> _What needs to be done_: Copy the lines starting at the one containing "e.g. [(695, 233)]" and ending at the one containing "614), (362, 273)]", swapping "red plastic crate" for "green plastic crate" and keeping everything else the same. Leave the pictures out of your copy.
[Start Material for the task]
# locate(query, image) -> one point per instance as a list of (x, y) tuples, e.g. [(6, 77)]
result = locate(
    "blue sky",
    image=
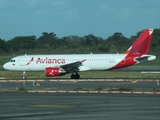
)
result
[(101, 18)]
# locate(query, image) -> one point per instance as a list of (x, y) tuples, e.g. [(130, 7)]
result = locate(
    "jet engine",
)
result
[(54, 71)]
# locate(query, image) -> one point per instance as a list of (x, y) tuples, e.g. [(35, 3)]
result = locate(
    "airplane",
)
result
[(61, 64)]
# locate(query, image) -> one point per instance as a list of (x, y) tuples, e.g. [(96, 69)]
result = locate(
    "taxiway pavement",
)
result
[(60, 106)]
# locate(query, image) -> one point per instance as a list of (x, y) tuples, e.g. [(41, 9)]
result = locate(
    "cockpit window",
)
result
[(12, 61)]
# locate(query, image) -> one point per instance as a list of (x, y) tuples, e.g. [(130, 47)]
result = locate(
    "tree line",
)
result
[(49, 43)]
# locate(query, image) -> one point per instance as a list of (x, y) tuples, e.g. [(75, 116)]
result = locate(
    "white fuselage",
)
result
[(40, 62)]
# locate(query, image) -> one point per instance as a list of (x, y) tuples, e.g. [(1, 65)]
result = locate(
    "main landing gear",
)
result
[(75, 76), (24, 75)]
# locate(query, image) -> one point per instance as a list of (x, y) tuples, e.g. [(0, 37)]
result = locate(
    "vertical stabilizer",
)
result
[(142, 44)]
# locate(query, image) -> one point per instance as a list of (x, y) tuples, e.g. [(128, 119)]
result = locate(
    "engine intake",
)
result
[(54, 71)]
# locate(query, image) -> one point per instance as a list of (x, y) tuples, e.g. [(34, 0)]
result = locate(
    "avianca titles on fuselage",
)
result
[(56, 65)]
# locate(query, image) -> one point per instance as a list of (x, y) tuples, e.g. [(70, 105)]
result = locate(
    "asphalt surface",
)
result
[(73, 85), (59, 106)]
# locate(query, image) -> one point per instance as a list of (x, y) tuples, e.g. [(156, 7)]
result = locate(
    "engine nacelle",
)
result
[(54, 71)]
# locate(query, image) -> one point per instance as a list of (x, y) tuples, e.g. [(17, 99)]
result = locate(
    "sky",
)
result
[(102, 18)]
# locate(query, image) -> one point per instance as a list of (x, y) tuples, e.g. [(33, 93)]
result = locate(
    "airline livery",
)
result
[(57, 65)]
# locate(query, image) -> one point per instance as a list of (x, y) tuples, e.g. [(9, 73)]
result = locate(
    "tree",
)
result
[(21, 43), (47, 38)]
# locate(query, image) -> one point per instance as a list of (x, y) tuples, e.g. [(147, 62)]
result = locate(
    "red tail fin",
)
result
[(142, 44)]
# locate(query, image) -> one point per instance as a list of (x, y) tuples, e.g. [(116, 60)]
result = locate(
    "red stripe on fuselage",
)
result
[(127, 61)]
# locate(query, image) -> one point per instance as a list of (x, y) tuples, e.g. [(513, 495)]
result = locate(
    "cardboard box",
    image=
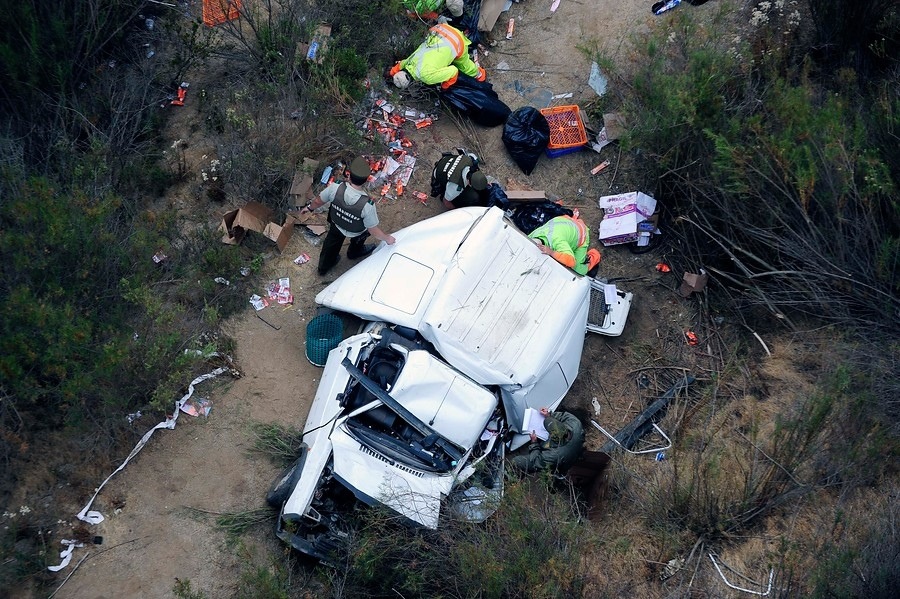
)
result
[(255, 217), (622, 215), (315, 49), (489, 13), (692, 283), (301, 186)]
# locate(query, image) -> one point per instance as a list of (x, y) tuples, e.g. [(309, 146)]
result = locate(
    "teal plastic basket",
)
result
[(323, 334)]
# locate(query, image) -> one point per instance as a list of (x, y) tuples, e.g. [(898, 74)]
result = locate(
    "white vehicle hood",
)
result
[(451, 404), (481, 292)]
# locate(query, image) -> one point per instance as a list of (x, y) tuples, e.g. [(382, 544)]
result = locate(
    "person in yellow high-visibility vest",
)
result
[(438, 60), (566, 240)]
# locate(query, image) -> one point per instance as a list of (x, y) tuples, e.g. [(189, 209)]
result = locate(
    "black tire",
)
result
[(282, 488)]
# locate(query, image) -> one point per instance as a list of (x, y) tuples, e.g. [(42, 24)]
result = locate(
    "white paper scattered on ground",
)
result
[(533, 422), (609, 294), (597, 80), (94, 517)]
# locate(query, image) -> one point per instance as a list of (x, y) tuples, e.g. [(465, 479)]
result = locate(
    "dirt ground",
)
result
[(151, 536)]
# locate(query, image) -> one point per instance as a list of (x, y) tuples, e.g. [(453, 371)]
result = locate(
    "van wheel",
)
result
[(281, 489)]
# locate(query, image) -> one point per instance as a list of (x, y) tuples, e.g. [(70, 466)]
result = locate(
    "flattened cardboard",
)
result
[(693, 282), (301, 187), (254, 216)]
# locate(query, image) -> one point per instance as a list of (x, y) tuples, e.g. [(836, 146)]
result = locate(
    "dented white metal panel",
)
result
[(478, 289)]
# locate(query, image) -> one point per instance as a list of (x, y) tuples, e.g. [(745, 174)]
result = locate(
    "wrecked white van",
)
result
[(468, 325)]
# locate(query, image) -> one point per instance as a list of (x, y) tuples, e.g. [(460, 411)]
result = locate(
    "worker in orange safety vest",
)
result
[(438, 60), (566, 240)]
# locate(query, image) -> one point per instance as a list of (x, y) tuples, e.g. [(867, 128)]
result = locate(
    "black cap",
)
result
[(359, 170)]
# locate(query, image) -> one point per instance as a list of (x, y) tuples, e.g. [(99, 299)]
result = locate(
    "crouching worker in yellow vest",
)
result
[(438, 60), (566, 240)]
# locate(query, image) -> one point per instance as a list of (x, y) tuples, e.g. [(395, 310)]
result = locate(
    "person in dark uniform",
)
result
[(351, 214), (559, 451), (458, 182)]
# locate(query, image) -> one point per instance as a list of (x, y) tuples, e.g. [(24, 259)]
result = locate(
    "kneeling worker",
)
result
[(566, 240), (351, 214), (438, 60), (559, 451), (458, 182)]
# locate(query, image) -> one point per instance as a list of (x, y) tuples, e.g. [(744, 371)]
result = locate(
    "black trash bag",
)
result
[(476, 100), (530, 216), (497, 197), (526, 136)]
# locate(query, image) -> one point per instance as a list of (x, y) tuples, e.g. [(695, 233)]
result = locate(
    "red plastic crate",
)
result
[(566, 127)]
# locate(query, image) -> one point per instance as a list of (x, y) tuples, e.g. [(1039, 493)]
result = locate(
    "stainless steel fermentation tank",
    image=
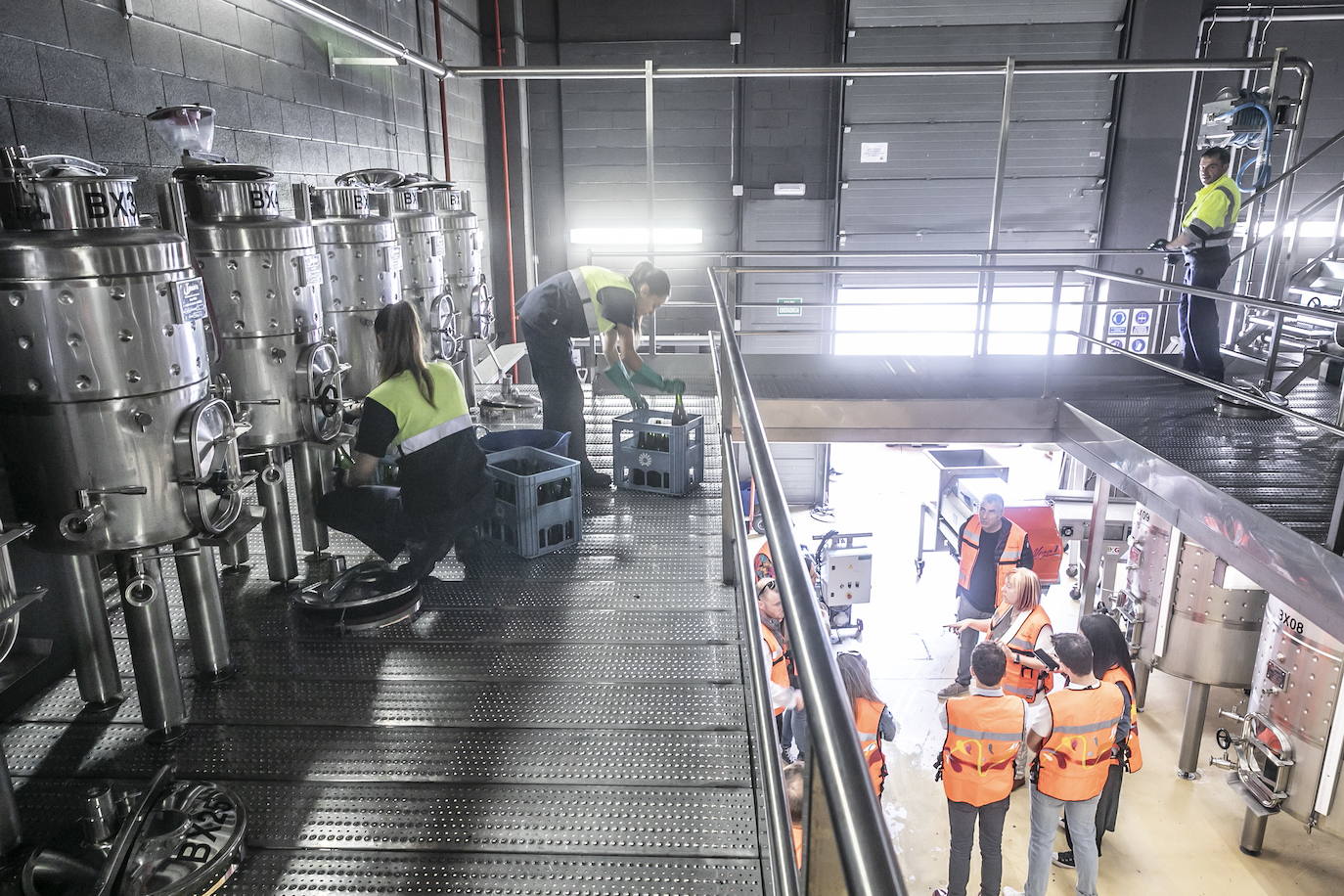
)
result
[(466, 291), (262, 277), (1285, 749), (109, 428), (421, 238), (1188, 614), (362, 273)]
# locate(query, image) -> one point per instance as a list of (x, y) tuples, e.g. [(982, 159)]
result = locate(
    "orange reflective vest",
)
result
[(984, 737), (867, 719), (779, 661), (1074, 760), (1136, 755), (1019, 680), (1007, 560)]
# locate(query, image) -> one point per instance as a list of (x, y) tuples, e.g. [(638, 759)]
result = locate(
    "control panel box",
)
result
[(847, 576)]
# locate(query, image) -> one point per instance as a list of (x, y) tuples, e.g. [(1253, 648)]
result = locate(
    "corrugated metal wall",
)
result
[(940, 133)]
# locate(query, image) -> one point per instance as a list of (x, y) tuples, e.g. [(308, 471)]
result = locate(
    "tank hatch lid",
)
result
[(227, 171)]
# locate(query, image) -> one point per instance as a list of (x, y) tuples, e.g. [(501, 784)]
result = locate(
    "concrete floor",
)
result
[(1174, 835)]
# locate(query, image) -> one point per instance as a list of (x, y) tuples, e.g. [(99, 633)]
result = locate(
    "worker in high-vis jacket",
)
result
[(581, 302), (989, 546), (985, 734), (1088, 724), (420, 413), (1204, 236)]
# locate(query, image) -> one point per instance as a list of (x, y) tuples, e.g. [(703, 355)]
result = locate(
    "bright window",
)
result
[(930, 320)]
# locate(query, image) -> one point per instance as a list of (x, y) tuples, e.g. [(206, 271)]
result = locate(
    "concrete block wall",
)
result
[(77, 76)]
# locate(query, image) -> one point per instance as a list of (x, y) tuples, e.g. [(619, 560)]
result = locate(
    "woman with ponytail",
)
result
[(577, 304), (420, 410)]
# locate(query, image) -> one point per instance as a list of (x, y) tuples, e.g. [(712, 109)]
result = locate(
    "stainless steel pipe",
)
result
[(312, 461), (277, 525), (96, 659), (152, 651), (201, 600), (1192, 733)]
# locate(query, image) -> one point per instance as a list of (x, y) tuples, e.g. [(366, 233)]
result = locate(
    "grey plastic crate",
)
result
[(650, 454), (538, 501)]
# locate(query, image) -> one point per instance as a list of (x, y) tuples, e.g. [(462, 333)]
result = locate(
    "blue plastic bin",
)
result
[(538, 501), (543, 439)]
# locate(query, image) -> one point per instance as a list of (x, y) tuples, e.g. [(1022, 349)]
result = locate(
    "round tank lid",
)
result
[(226, 171)]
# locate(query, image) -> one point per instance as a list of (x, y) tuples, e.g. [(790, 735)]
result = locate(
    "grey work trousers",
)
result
[(1045, 820), (963, 820), (969, 639)]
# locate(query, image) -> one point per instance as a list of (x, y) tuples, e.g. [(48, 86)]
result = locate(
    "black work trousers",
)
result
[(963, 819), (558, 381), (1197, 316), (374, 515)]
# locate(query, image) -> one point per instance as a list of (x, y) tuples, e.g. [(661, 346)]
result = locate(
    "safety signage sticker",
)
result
[(873, 152)]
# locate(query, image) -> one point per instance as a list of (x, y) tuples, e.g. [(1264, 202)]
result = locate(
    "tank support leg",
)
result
[(96, 661), (234, 555), (204, 610), (1196, 705), (467, 373), (11, 833), (311, 465), (1142, 672), (277, 527), (1253, 831), (152, 650)]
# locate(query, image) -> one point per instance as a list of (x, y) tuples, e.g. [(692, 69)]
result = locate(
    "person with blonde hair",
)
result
[(420, 411), (1021, 629)]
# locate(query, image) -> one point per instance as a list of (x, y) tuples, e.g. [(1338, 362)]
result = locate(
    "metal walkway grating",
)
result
[(573, 724)]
[End Material for the task]
> _The result_:
# locate(query, image) -> one point per instance as a list of (x, y) tuples, e.g. [(695, 233)]
result = locate(
    "green plastic crate",
)
result
[(566, 127)]
# locate(query, image) -> one point per instance as a list of (x, y) tuples, e.g. [(1039, 493)]
result = locate(
    "stainless steel fermentation tank",
    image=
)
result
[(466, 291), (262, 277), (1285, 749), (109, 428), (421, 238), (1188, 614), (362, 273)]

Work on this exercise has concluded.